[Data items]
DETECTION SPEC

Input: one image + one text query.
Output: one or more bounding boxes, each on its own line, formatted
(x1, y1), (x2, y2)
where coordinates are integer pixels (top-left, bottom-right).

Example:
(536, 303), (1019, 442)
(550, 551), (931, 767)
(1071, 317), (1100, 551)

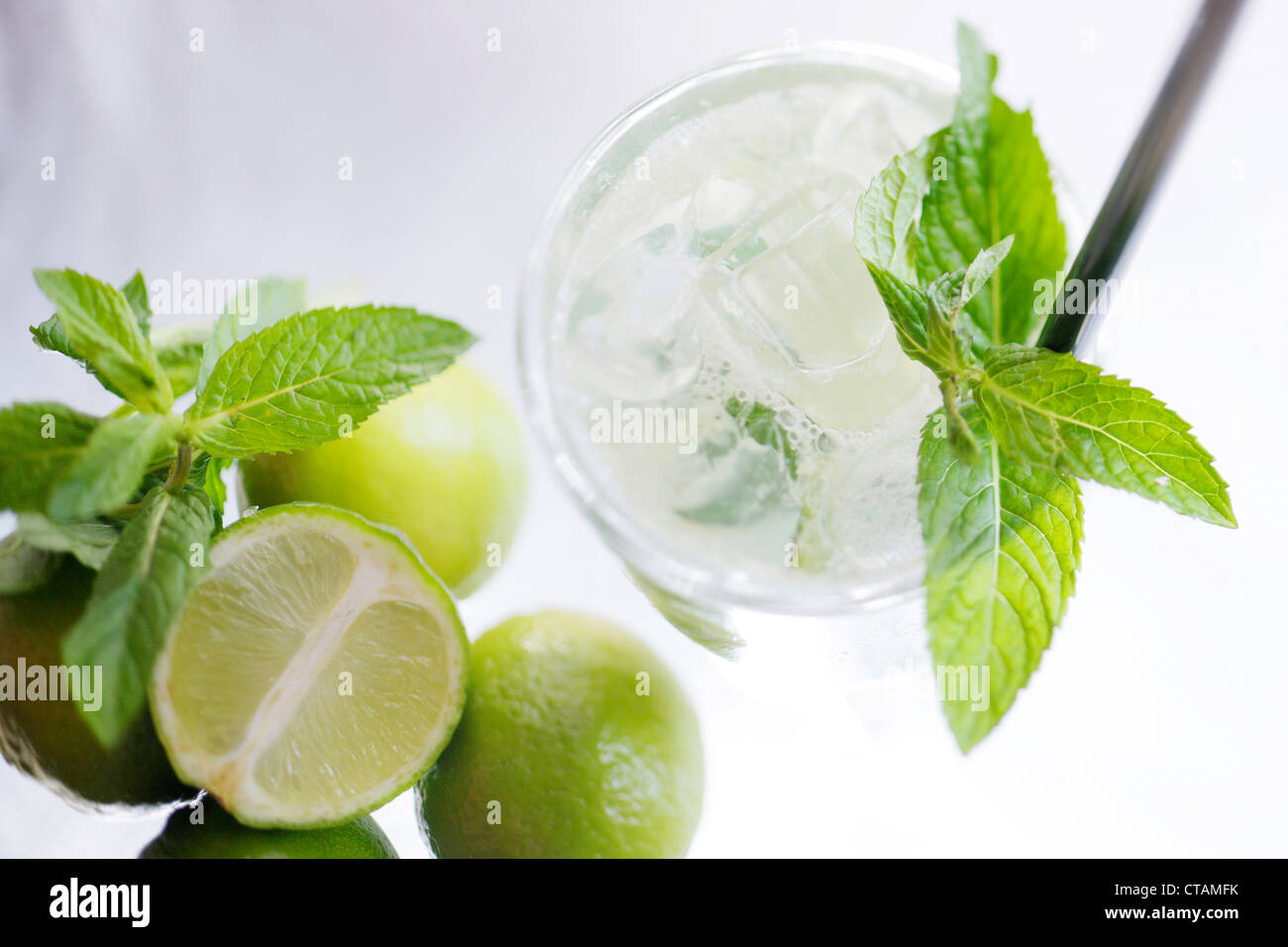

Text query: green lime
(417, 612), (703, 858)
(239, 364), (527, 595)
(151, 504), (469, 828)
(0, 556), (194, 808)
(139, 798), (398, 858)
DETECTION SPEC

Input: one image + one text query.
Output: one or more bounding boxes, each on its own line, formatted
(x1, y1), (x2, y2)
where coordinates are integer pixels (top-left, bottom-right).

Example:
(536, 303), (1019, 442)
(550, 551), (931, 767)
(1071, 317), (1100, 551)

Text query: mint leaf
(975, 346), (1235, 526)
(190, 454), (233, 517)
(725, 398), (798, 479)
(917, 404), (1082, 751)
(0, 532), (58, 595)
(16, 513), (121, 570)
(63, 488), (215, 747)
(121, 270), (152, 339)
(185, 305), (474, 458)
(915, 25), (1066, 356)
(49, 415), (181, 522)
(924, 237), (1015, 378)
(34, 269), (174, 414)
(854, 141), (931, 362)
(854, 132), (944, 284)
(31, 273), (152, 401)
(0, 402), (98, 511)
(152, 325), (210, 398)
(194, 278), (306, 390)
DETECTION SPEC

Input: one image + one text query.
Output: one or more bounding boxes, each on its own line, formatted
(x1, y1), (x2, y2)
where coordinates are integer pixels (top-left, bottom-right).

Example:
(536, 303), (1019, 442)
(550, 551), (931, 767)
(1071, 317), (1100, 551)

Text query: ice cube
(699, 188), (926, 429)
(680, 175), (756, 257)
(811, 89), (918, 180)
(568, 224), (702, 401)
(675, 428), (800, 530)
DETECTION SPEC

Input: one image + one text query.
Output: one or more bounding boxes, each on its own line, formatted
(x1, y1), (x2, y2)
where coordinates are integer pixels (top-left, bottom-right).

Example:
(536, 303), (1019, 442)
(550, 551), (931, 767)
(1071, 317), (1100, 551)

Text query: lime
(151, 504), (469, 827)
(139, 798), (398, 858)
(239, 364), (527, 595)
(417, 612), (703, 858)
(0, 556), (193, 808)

...

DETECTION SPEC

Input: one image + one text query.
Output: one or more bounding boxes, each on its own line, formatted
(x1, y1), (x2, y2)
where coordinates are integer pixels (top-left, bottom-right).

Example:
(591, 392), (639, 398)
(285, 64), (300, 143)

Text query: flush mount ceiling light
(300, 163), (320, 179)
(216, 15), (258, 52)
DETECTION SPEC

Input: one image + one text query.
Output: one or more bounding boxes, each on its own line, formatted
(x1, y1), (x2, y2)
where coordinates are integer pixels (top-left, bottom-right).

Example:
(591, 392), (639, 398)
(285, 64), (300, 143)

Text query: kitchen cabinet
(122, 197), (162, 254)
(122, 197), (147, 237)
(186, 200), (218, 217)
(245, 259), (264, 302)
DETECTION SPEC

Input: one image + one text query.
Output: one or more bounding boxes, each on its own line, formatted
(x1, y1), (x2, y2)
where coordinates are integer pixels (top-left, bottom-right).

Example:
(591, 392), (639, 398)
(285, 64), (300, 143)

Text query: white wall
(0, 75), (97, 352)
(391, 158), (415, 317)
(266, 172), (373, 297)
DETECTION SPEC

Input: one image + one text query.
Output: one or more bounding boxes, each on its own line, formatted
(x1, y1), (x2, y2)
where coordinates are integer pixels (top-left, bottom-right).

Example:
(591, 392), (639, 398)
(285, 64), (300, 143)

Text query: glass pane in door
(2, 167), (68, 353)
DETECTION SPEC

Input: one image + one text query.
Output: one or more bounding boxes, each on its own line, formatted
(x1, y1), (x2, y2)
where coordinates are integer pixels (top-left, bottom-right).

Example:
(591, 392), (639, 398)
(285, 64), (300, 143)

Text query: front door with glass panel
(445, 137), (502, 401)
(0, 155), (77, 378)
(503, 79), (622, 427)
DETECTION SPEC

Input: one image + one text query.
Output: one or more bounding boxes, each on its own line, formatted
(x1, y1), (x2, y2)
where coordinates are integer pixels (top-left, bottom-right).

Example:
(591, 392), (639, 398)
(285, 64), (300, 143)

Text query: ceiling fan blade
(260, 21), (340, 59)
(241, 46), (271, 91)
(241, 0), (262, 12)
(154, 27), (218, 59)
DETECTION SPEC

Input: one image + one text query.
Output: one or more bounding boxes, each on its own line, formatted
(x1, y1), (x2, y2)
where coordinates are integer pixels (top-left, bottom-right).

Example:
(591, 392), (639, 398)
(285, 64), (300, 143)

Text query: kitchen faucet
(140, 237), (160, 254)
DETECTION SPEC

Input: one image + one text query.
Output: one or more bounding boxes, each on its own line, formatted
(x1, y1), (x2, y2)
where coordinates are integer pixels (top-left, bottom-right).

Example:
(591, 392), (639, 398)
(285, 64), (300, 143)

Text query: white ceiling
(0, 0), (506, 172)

---

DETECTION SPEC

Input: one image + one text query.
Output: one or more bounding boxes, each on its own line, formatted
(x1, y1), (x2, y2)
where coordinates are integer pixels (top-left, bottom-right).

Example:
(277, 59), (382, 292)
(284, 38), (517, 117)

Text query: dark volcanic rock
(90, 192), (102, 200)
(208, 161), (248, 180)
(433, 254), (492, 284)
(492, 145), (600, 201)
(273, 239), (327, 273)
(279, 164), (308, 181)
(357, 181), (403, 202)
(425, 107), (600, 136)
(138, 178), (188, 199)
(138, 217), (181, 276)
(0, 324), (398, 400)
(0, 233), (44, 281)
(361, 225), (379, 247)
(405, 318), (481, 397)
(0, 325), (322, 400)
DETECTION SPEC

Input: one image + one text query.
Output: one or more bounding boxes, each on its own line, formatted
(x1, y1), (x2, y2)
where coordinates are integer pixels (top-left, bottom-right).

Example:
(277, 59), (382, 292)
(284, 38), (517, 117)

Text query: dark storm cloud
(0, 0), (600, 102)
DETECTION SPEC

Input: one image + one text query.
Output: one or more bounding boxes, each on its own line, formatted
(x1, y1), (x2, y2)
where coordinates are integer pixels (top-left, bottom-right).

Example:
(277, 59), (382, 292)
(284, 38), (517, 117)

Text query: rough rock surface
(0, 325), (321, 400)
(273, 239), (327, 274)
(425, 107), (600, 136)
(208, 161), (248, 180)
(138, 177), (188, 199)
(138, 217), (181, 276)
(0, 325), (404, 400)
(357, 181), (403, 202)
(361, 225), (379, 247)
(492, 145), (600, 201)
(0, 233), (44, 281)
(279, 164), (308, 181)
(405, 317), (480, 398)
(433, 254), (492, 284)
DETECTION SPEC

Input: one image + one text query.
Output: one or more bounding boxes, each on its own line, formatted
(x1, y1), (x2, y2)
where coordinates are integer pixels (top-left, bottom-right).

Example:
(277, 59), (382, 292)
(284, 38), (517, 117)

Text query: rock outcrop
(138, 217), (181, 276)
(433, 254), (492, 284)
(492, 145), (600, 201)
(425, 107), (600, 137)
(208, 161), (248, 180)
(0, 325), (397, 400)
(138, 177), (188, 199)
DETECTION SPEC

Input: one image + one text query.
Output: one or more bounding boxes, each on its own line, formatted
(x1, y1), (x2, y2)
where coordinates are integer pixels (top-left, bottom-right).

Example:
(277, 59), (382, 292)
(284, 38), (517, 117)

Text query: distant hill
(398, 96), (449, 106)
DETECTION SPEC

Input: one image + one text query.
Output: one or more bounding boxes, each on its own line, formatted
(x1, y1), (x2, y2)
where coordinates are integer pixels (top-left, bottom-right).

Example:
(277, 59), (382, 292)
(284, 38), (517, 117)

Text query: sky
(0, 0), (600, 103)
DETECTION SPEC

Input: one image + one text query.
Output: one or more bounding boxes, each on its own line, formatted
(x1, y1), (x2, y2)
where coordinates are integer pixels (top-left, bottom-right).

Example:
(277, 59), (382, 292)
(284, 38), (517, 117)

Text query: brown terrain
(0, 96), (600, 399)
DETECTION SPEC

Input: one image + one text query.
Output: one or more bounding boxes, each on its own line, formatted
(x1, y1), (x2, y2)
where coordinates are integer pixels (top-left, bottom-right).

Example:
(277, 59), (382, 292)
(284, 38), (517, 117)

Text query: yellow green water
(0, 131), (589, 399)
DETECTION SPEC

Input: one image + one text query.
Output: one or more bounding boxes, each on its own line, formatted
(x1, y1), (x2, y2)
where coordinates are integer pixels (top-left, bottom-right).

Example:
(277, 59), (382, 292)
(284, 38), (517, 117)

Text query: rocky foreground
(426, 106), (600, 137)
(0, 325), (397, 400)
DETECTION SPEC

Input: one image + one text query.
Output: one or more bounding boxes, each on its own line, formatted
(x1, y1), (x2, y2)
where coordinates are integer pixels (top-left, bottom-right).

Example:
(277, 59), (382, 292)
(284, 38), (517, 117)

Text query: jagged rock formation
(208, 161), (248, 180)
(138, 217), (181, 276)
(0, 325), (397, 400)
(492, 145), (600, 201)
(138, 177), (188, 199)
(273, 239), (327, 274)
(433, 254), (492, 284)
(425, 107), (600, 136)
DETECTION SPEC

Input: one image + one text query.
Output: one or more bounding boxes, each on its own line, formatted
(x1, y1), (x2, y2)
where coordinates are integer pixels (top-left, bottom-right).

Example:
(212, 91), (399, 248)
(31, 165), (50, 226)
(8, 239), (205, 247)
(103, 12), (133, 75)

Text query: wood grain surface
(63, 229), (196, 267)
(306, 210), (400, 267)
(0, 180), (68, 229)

_The problem_
Identify every line in the data items above that contains the word "ceiling", and copy each one. Case counts.

_Result for this exercise_
Text query: flush mount ceiling light
Text query: ceiling fan blade
Text query: white ceiling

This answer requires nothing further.